═══ Extrait source ═══

C’était en 1990. L’URSS était en pleine décomposition. Mais les images issues de la guerre froide étaient toujours présentes dans les esprits. Un universitaire suisse, militant chrétien profondément engagé, Patrick de Launay, avait organisé, à Angers, un colloque entre une dizaine d’intellectuels français et une délégation russe. Mémorable colloque : deux mondes, qui s’ignoraient, se rencontrant pour essayer de communiquer. Parmi la délégation venue de Moscou, un député de la Douma, un théologien orthodoxe, le directeur général d’un combinat industriel et un professeur d’économie, ceci sans compter l’inoubliable interprète, Irina, qui n’hésitait jamais à commenter les propos qu’elle traduisait, dès lors qu’elle n’était pas d’accord.
Et donc, dans le bus qui nous conduit au lieu de la réunion, je me retrouve à côté du professeur d’économie, un certain Youri Nikolaïevitch Popov, qui parle parfaitement français. Comme il faut bien engager la conversation, je lui signale que le chef d’état major de l’armée rouge se trouvait à Paris. D’où sa réponse : « au moins, pendant ce temps là, il ne fait pas de bêtises ». Ce fut, pour moi, un déclic : qu’un représentant de la terrible Union soviétique s’autorise à tenir un tel propos ne correspondait pas à l’image que je me faisais du « bloc de l’est », même si celui-ci est en voie d’effondrement.
Ce fut le début d’une grande amitié. Je m’étais dit qu’il fallait absolument que je le revoie. Quelques semaines plus tard, j’étais à Moscou, sous couvert d’un voyage organisé. Le directeur du combinat nous avait invité à dîner. Une Volga noire avec de petits rideaux et de la dentelle blanche sur les appuie-tête vient nous prendre à l’hôtel et nous emmène dans la cour d’une usine un peu délabrée. Je commence à me demander où on nous emmène. Un escalier peu amène conduit à un sous-sol. Et là, c’est pour découvrir le décor d’un superbe restaurant chinois. Notre hôte nous explique : « plutôt que de laisser dormir la trésorerie du combinat, je l’ai utilisée pour monter ce restaurant, dont la rentabilité est telle que, en quelques mois, j’ai pu rembourser ». A voir, il mourra assassiné peu de temps après. En attendant, j’ai compris que les règles, en Russie, ne sont pas les mêmes que chez nous.

═══ Données extraites ═══

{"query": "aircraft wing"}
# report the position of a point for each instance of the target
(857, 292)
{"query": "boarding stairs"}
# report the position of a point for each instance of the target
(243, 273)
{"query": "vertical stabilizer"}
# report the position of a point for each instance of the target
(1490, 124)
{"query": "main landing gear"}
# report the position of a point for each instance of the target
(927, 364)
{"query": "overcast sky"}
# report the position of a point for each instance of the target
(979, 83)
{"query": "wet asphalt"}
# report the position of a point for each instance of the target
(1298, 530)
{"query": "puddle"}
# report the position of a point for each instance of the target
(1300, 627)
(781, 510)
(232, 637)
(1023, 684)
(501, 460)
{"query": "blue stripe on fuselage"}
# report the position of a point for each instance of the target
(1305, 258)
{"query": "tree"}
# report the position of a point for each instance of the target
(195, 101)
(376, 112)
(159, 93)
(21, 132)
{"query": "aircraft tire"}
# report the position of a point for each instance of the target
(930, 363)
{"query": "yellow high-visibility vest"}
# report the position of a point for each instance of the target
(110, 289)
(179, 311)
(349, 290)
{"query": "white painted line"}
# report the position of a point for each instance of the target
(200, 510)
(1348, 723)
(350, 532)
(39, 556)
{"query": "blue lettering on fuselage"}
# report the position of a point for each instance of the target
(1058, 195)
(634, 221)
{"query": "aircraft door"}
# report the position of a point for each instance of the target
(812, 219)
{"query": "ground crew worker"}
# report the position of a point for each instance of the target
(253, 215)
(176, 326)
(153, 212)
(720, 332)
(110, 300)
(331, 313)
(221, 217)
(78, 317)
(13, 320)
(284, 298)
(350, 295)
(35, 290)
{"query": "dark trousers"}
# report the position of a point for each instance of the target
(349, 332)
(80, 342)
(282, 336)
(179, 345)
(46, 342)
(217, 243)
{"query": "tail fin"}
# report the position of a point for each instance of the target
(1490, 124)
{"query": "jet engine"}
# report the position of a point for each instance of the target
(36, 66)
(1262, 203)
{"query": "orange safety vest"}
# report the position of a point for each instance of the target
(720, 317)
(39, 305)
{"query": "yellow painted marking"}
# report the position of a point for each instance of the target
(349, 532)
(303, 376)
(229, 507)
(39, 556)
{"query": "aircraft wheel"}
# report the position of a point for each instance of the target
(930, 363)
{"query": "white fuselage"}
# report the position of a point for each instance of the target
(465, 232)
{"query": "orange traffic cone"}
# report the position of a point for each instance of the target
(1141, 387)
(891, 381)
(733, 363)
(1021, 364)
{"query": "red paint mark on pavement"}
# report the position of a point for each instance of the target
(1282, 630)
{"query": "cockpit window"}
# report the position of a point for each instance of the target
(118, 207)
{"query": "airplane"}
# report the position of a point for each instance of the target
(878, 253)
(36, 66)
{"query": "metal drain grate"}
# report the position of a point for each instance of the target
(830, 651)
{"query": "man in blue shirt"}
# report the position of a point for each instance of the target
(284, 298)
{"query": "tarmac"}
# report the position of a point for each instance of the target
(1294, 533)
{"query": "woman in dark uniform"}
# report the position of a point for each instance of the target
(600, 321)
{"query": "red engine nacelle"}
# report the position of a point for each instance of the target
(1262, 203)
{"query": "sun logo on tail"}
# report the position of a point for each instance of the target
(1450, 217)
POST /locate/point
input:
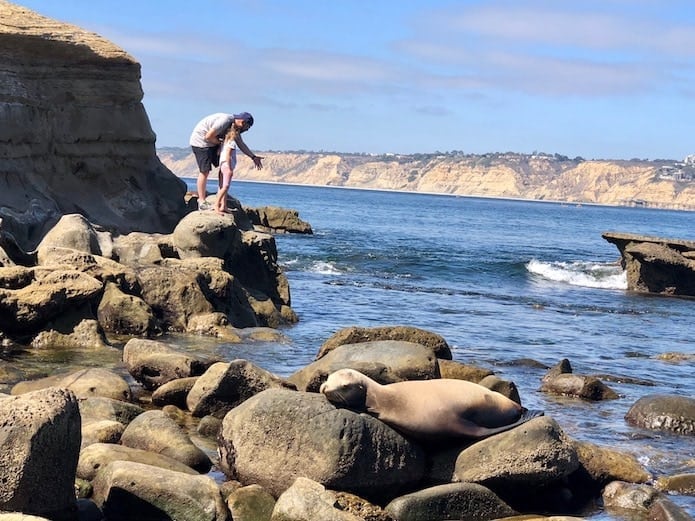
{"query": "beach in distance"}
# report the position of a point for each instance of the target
(502, 281)
(666, 184)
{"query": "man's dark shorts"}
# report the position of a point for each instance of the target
(206, 158)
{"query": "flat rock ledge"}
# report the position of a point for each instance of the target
(656, 265)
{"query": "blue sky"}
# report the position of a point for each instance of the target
(612, 79)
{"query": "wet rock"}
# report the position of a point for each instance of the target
(356, 335)
(560, 380)
(39, 448)
(85, 383)
(225, 385)
(664, 412)
(451, 501)
(154, 431)
(278, 435)
(126, 490)
(98, 455)
(405, 361)
(155, 363)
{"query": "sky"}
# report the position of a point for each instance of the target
(599, 79)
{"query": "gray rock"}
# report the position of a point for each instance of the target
(356, 335)
(127, 490)
(385, 361)
(664, 412)
(468, 501)
(225, 385)
(533, 454)
(154, 363)
(39, 448)
(98, 455)
(85, 383)
(279, 435)
(307, 500)
(656, 265)
(156, 432)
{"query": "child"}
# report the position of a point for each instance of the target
(227, 164)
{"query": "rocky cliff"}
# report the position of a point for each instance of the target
(660, 184)
(74, 135)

═══

#### Consigne 1:
Reprenez le passage de l'extrait compris entre « Et donc, dans » et « en voie d’effondrement. », inclus, en substituant « car » à « bus ».
#### Consigne 2:
D'après l'extrait, dans quelle ville Patrick de Launay avait-il organisé le colloque ?
Les enregistrements constituent un matériau distinct de l'extrait.

#### Solution 1:
Et donc, dans le car qui nous conduit au lieu de la réunion, je me retrouve à côté du professeur d’économie, un certain Youri Nikolaïevitch Popov, qui parle parfaitement français. Comme il faut bien engager la conversation, je lui signale que le chef d’état major de l’armée rouge se trouvait à Paris. D’où sa réponse : « au moins, pendant ce temps là, il ne fait pas de bêtises ». Ce fut, pour moi, un déclic : qu’un représentant de la terrible Union soviétique s’autorise à tenir un tel propos ne correspondait pas à l’image que je me faisais du « bloc de l’est », même si celui-ci est en voie d’effondrement.

#### Solution 2:
À Angers.